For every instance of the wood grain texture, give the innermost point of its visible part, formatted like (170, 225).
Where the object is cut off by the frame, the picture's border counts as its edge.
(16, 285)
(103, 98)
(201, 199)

——

• [Task directions]: Can you put these rows into a two-column CSV with the headers input and output, one line per row? Put each row's text under input and its answer under output, each in a single quoted field with line breaks replaced by spaces.

• [Task result]:
input,output
"For every instance of the wood grain texture, give the innermost point of its visible part, formatted like (170, 225). Where the object is cut off by the frame, the picture's border counts as its edge.","(16, 285) (103, 98) (201, 199)"